---------- Data for review
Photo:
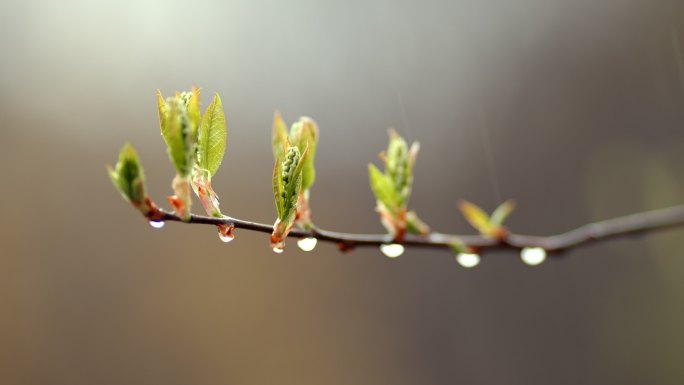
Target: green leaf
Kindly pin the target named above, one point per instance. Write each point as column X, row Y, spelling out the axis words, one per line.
column 161, row 107
column 194, row 113
column 128, row 177
column 476, row 217
column 278, row 188
column 294, row 182
column 212, row 137
column 306, row 132
column 415, row 225
column 173, row 135
column 501, row 213
column 179, row 135
column 383, row 189
column 279, row 138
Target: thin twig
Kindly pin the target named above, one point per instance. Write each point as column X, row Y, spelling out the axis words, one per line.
column 598, row 231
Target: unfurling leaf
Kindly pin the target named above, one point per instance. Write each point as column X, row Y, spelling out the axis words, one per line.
column 383, row 189
column 415, row 225
column 476, row 217
column 501, row 213
column 304, row 136
column 179, row 119
column 392, row 188
column 128, row 177
column 287, row 184
column 211, row 144
column 179, row 128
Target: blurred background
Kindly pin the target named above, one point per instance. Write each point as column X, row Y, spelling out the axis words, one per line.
column 575, row 109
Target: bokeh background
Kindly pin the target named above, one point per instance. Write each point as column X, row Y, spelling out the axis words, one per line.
column 573, row 108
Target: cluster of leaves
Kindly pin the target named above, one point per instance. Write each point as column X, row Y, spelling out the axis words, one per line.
column 293, row 175
column 196, row 144
column 392, row 188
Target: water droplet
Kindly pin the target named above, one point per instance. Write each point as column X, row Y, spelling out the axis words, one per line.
--------------------
Problem details
For the word "leaf", show every line of the entries that holds it.

Written response
Target: green leaf
Target: unfurling leaf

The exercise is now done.